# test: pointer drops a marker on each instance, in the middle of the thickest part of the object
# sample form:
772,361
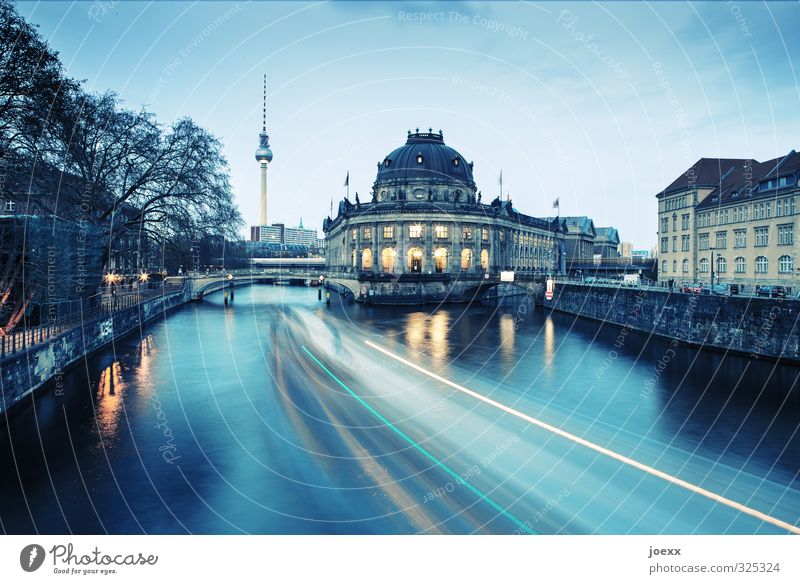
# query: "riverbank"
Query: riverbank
759,328
44,364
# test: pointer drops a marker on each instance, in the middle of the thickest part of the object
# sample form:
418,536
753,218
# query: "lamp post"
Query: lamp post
712,249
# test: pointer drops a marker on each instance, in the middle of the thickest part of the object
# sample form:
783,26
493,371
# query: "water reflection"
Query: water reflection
429,334
109,400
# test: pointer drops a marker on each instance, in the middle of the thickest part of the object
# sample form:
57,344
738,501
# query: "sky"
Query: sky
600,105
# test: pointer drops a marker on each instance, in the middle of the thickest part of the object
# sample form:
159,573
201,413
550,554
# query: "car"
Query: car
771,291
725,289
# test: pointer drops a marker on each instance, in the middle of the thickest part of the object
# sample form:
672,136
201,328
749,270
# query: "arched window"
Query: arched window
466,259
415,260
387,259
440,260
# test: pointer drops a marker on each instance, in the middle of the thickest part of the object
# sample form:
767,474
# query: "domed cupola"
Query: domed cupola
425,168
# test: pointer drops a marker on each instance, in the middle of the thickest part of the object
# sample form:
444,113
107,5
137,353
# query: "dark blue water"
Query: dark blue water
210,421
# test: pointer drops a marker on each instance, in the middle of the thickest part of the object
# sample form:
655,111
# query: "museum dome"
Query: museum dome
425,157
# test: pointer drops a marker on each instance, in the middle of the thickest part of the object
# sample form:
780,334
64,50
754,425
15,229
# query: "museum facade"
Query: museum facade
426,235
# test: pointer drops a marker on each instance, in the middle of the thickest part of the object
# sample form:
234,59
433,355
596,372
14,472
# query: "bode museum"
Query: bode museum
426,235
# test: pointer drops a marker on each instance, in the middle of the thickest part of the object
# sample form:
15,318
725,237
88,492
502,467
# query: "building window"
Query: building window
440,260
366,259
466,259
387,259
415,260
785,234
762,236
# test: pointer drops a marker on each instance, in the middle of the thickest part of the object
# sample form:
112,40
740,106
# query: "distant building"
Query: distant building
737,213
606,242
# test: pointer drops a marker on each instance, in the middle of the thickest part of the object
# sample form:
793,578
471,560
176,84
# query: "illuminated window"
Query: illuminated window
387,259
466,259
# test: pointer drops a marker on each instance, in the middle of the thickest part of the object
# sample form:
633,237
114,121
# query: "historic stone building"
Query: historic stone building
734,218
427,235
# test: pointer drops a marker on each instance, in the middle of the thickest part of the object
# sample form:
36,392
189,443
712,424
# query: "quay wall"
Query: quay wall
758,327
44,364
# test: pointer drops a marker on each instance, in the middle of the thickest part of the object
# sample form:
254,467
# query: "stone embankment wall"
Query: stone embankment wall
759,327
44,364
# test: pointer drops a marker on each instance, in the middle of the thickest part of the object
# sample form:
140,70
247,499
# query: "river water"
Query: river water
214,420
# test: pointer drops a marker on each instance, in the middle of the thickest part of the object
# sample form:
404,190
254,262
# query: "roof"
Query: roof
706,172
438,163
743,181
608,233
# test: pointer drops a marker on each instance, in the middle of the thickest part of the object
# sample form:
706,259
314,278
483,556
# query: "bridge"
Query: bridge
389,288
205,283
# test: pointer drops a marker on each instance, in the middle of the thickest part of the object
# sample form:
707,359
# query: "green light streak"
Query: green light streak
461,481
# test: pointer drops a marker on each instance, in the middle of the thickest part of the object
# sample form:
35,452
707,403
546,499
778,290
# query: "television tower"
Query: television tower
264,157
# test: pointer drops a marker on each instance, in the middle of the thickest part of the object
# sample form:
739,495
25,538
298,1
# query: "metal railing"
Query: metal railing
80,312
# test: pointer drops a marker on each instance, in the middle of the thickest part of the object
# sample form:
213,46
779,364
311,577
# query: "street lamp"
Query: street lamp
712,249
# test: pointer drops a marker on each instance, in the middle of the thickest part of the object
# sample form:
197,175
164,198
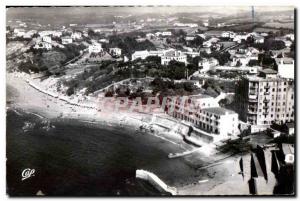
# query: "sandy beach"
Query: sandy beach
219,173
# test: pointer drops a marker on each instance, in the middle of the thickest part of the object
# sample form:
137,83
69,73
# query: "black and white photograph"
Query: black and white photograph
150,101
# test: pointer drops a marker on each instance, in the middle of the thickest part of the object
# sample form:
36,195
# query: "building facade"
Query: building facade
265,99
204,113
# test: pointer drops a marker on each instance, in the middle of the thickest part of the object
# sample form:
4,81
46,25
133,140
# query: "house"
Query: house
205,49
150,36
166,33
268,99
228,34
57,34
30,34
287,150
259,39
95,48
204,113
103,40
239,60
175,55
205,64
140,54
192,54
239,37
140,39
66,40
286,67
115,51
201,35
19,32
46,39
43,45
206,24
76,35
290,36
189,37
45,33
290,128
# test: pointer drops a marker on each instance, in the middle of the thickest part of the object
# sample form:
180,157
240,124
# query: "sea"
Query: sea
74,158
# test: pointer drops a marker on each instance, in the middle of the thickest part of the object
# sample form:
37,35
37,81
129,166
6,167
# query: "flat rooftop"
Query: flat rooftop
218,110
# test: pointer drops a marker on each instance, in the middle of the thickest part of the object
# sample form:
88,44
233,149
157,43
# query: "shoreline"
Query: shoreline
217,178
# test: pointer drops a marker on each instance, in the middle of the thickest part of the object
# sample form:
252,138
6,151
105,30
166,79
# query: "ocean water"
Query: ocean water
77,159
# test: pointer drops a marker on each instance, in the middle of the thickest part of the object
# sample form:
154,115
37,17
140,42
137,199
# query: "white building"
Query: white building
205,113
166,33
206,64
228,34
290,36
30,34
150,36
259,39
95,48
238,38
265,98
43,45
57,34
115,51
19,32
189,38
66,40
76,35
46,39
103,40
140,54
286,67
175,55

§

▸ Activity: Omit all images when repeating the data above exactly.

▸ Result of this exercise:
# test: pointer drops a marker on each instance, in the middle of the thickest part of the object
# sample form:
772,361
# query: "riverbank"
Query: riverbank
759,328
44,364
# test: pointer drops a marker on each instance, in the middle of the thickest part of the object
# sample form:
418,536
753,218
# query: "lamp post"
Query: lamp post
712,249
# test: pointer drops a marker on each instance, in the middle of the thickest part of the object
# sample form:
783,26
493,371
# query: "water reflection"
Query: water reflection
429,334
109,400
# test: pointer drops a marker on each instance, in the middle of the thickest part of the object
# sample form:
57,344
738,501
# query: "sky"
Query: sky
600,105
# test: pointer drops a marker on each instance, in the middle of the thickest part of the object
# sample form:
159,573
201,413
550,554
# query: "car"
Query: car
771,291
725,289
# test: pointer drops a marker on each instance, in the middle of the thickest part of the object
# sample form:
672,136
201,328
749,270
# query: "arched window"
Query: arched window
466,259
415,260
387,259
440,260
# test: pointer drops a marker on each instance, in the middle of the thickest part of the object
# sample form:
767,474
# query: "domed cupola"
Query: domed cupola
425,168
# test: pointer drops a marker on each instance, in the middle of the thickest part of the object
# sample form:
444,113
107,5
137,353
# query: "dark blue water"
Query: dark blue water
210,421
# test: pointer drops a marker on each instance, in the middle of the thickest part of the object
# sample form:
655,111
# query: "museum dome"
Query: museum dome
425,157
# test: pointer drops a marker on each instance, in the middle of the thickest part of the object
# sample form:
780,334
64,50
754,425
15,229
# query: "museum facade"
Query: museum facade
426,235
# test: pointer drops a marker on each instance, in the middle of the thickest part of the object
# sample form:
234,59
433,355
596,372
14,472
# query: "bode museum"
Query: bode museum
426,235
# test: pointer drops a marker on each instance, in the middle of the thickest part of the object
# sample form:
15,318
725,237
88,492
502,467
# query: "building window"
Query: building window
440,260
366,259
466,259
387,259
415,260
785,234
762,236
# test: pointer drops a marker on each instance, in the middle of the thickest part of the object
# sample form:
112,40
740,106
# query: "distant building"
Query: distant building
737,213
606,242
# test: pointer drops a marker on each instance, in the middle of the thickest part of the object
# sample form:
793,578
471,560
176,84
# query: "illuminated window"
Query: illuminated window
387,259
466,259
# test: pointer drops a marker on each instance, in the middle of the thickest part of the object
# sample form:
633,237
114,121
# query: "historic stone building"
Query: historic stone building
734,218
427,235
# test: pointer drops a marker on each instance, in the middle of the thickest part of the object
# sample form:
36,392
189,443
712,424
# query: "quay wall"
Query: quay wall
758,327
44,364
# test: pointer drops a marker on each instance, in the middle of the thickest part of the object
# sample form:
254,467
# query: "stone embankment wall"
Query: stone embankment wall
759,327
44,364
# test: pointer drops a marker on each instance, in the middle of the thickest part of the object
# sample form:
140,70
247,499
# query: "river water"
Query: river water
214,420
# test: pointer drops a marker on each instance, in the middle of the thickest part of the object
# sample form:
404,190
254,262
# query: "roof"
Query: roof
706,172
438,163
743,181
608,233
# test: pointer drops a marker on each instance, in the middle of the thickest part of the object
# sample form:
706,259
314,278
483,556
# query: "bridge"
Query: bridge
389,288
205,283
# test: pointer drops a marker on each instance, in the middle of the thickest part of the object
# sample form:
707,359
# query: "green light streak"
Query: green light streak
461,481
# test: pointer drops a marker on each instance, in the middle of the thickest part of the object
# sample form:
35,452
707,403
546,499
778,290
# query: "television tower"
Query: television tower
264,157
# test: pointer drops a marker on each instance, in the middle of the thickest part of the object
# sample form:
739,495
25,538
298,1
# query: "metal railing"
Query: metal railing
80,312
# test: pointer drops a marker on each instance, in the middle of the thickest part of the object
# sample form:
213,46
779,364
311,577
# query: "street lamp"
Query: street lamp
712,249
# test: pointer drops a marker on each instance, in the middle of the thickest part of the object
# sample form:
197,175
164,198
# query: "sandy beach"
Query: sandy beach
219,173
# test: pointer drops a marker on each instance, in the middle of the thickest part of the object
# sample form:
137,83
69,73
# query: "black and white photograph"
Query: black and white photograph
150,101
# test: pointer drops a marker on each instance, in the middle of the thickest part of the object
# sample form:
36,195
# query: "building facade"
Query: building facade
265,99
204,113
# test: pointer drops a marker on each instance, in the middle of the thickest part of the object
# sample form:
4,81
46,25
133,140
# query: "house"
Query: house
205,49
150,36
166,33
268,99
228,34
57,34
30,34
287,150
259,39
95,48
204,113
103,40
239,60
175,55
205,64
140,54
192,54
239,37
140,39
66,40
286,67
115,51
201,35
19,32
46,39
43,45
206,24
76,35
290,36
189,37
45,33
290,128
# test: pointer drops a marker on each instance, in the middle of the thickest part of the object
# sample form:
180,157
240,124
# query: "sea"
Query: sea
74,158
# test: pointer drops a marker on each instance, in the middle of the thickest part of the object
# sample form:
37,35
37,81
129,166
6,167
# query: "flat rooftop"
Query: flat rooftop
218,110
# test: pointer drops a marker on each instance, in the middle of the thickest part of the object
# sample form:
88,44
233,149
157,43
# query: "shoreline"
Query: shoreline
217,178
# test: pointer drops a marker on each instance, in the middle of the thickest part of the object
# sample form:
252,138
6,151
105,30
166,79
# query: "ocean water"
Query: ocean water
77,159
# test: pointer drops a marker on each instance, in the middle of the thickest part of the object
# sample form:
154,115
37,17
140,42
137,199
# query: "white building"
Query: white building
205,113
166,33
206,64
228,34
290,36
30,34
150,36
259,39
95,48
238,38
265,98
43,45
57,34
115,51
19,32
189,38
66,40
76,35
46,39
103,40
140,54
286,67
175,55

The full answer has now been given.